EXERCISE:
Rewrite everything in the listing from the line containing "Where can you spot the green" down to and including the line containing "Where can you spot the white paper", requests and all, shifting every coordinate in the answers by -120.

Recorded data
::::::::

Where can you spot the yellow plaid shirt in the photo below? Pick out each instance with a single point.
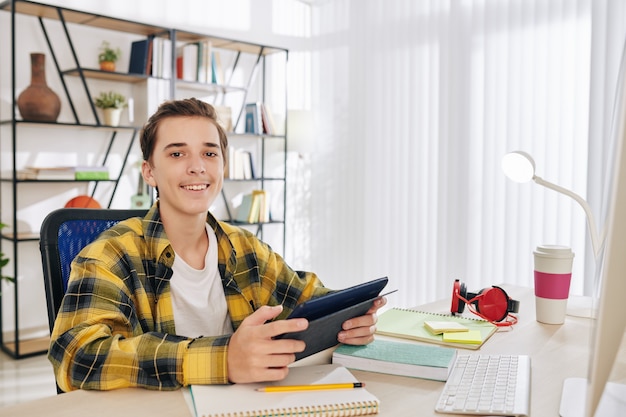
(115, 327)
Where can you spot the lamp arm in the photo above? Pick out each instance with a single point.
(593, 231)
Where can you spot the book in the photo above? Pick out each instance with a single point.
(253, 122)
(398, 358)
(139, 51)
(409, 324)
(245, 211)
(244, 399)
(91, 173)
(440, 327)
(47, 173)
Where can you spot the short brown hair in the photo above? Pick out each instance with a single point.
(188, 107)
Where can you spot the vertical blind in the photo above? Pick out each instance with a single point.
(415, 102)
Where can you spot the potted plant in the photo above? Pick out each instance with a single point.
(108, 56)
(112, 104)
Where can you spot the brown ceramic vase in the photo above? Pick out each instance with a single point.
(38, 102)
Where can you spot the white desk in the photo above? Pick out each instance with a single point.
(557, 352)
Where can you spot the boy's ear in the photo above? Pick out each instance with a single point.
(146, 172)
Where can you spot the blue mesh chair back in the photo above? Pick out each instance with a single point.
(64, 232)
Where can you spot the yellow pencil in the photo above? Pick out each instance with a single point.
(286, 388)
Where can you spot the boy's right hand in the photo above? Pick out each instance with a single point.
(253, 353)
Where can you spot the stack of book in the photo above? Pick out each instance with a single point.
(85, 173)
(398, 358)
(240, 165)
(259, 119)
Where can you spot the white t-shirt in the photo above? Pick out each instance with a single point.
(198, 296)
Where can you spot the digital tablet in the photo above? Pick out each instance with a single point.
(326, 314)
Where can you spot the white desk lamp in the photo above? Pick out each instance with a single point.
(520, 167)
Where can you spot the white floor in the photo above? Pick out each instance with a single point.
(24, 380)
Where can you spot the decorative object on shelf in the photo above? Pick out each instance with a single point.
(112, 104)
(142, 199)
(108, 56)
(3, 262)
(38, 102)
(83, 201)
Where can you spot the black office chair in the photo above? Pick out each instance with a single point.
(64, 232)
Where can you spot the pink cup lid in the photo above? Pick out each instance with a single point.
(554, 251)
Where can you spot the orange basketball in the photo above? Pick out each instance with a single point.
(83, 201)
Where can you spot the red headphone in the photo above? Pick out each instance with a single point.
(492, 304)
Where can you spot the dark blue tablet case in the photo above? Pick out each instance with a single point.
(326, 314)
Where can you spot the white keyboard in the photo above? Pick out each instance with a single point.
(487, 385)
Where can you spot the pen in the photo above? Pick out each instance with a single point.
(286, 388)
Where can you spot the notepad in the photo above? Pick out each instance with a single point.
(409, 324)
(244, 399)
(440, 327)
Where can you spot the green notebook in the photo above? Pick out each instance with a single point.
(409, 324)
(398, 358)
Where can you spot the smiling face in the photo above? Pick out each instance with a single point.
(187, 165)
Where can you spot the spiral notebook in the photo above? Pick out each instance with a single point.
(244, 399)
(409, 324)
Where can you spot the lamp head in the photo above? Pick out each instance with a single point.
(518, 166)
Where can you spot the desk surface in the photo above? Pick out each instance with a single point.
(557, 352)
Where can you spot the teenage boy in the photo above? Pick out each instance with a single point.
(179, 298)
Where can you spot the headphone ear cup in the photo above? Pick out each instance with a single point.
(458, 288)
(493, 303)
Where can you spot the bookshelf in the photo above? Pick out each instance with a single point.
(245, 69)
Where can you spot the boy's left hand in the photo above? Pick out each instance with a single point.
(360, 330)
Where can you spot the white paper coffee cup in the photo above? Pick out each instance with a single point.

::::::::

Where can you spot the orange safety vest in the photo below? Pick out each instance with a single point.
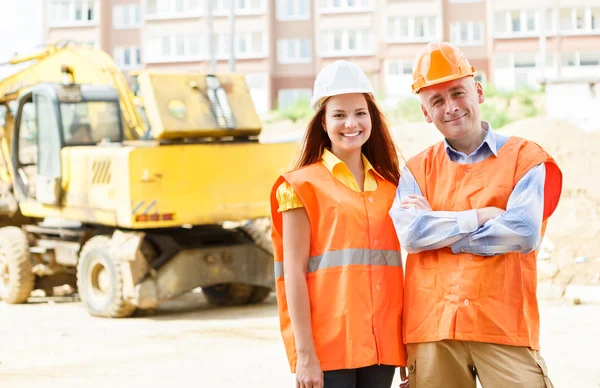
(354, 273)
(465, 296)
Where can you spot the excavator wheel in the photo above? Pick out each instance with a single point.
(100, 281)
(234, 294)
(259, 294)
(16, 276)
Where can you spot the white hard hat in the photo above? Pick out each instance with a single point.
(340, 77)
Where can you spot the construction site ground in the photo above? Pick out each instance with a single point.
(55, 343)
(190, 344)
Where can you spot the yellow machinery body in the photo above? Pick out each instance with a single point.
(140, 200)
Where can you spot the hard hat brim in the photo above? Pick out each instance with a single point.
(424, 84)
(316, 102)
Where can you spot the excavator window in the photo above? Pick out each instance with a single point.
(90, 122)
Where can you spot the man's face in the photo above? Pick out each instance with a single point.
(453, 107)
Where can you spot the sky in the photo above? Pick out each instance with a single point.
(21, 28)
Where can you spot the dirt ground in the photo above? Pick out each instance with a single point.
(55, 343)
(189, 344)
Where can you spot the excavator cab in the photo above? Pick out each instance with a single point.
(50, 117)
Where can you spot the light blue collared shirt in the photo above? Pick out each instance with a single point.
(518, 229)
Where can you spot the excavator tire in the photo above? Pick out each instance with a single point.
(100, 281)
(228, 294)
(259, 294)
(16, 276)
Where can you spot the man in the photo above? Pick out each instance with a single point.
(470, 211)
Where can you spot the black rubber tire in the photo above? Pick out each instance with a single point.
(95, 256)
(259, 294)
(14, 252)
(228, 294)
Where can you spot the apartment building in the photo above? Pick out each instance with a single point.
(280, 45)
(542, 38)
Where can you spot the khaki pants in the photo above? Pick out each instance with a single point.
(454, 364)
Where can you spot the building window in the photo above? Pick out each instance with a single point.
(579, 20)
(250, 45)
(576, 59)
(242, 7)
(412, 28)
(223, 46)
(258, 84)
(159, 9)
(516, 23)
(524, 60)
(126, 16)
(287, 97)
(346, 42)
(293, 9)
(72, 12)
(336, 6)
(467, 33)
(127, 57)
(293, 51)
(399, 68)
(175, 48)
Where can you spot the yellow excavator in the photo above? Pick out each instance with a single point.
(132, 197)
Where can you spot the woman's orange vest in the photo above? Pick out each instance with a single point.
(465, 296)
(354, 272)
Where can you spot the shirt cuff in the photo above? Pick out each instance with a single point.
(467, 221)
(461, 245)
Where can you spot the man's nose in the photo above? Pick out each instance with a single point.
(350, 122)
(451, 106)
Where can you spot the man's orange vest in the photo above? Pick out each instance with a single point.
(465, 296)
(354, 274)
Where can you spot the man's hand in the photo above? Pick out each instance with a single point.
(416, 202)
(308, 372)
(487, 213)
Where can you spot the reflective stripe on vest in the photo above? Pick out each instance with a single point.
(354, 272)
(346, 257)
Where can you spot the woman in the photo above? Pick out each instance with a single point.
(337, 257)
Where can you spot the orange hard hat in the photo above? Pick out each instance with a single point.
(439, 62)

::::::::

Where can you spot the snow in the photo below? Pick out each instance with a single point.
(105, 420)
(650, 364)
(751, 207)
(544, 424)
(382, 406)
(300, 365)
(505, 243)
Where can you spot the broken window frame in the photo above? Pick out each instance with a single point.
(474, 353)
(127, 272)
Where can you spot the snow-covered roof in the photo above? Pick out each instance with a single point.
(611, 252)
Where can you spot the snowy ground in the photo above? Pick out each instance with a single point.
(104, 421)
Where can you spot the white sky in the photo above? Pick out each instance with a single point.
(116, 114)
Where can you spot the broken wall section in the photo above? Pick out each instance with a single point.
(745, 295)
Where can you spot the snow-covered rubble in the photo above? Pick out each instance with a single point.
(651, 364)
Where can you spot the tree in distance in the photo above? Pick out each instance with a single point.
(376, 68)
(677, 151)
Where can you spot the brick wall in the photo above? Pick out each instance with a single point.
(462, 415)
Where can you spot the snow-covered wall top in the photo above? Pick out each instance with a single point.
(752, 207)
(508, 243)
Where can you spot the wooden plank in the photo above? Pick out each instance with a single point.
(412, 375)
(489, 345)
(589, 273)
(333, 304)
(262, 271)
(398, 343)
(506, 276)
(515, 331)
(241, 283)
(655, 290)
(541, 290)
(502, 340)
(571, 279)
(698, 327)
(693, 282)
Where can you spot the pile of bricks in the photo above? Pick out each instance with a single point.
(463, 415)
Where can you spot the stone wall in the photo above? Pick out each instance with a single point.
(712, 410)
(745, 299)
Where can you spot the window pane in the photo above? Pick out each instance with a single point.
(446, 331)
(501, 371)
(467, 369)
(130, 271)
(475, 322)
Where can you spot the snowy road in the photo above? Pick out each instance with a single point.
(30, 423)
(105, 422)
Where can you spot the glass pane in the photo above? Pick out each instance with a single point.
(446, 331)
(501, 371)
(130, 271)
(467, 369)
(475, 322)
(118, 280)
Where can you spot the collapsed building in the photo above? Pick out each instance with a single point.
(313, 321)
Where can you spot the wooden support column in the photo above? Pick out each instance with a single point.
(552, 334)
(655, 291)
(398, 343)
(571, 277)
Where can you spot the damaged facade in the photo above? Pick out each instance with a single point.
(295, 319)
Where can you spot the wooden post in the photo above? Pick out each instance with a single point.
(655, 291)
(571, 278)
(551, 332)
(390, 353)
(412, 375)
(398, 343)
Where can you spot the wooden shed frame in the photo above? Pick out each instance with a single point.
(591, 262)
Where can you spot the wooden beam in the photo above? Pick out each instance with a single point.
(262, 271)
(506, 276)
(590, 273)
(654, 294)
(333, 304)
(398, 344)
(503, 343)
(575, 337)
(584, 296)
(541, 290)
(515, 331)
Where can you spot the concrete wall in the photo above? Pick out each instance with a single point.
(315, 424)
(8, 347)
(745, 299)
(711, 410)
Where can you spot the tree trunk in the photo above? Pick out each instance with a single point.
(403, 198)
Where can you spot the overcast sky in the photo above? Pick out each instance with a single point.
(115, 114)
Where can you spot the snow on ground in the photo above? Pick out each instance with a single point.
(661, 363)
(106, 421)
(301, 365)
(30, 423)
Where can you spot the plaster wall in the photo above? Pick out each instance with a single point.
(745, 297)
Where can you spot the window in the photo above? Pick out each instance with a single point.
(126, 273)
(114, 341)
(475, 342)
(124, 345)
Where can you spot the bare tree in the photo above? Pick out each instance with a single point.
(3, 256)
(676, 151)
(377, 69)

::::::::

OUTPUT:
Where can you spot the green notebook in the photo above? Pick out each instance with a single point.
(289, 204)
(278, 238)
Where can you spot the smiling face in the photo above? Pick out each instance with a single point.
(67, 45)
Where can you spot the spiral notebook in the photo above? Pick out each instance with a single point.
(124, 279)
(289, 204)
Where can you spot the lamp head in the photo above? Pick out each instance with a single point.
(398, 46)
Where can you spot the desk surface in the photo above? Pick out each instance with a single point.
(437, 232)
Where can you spot the teenage boy in the photo above? Pick out each instance with a single point.
(59, 178)
Where can you spot the headphone ear cup in the photo above? Pick out each instance with a single point.
(338, 168)
(373, 183)
Where can you spot the bookshelf in the photo above? Pick out each instance with a single point.
(125, -51)
Where can you spot the boy's left hand in the photo above? Pick out each instance with a single point.
(240, 210)
Where can you spot the white paper coffee cup in the photo above? Pick out each instance with a single point.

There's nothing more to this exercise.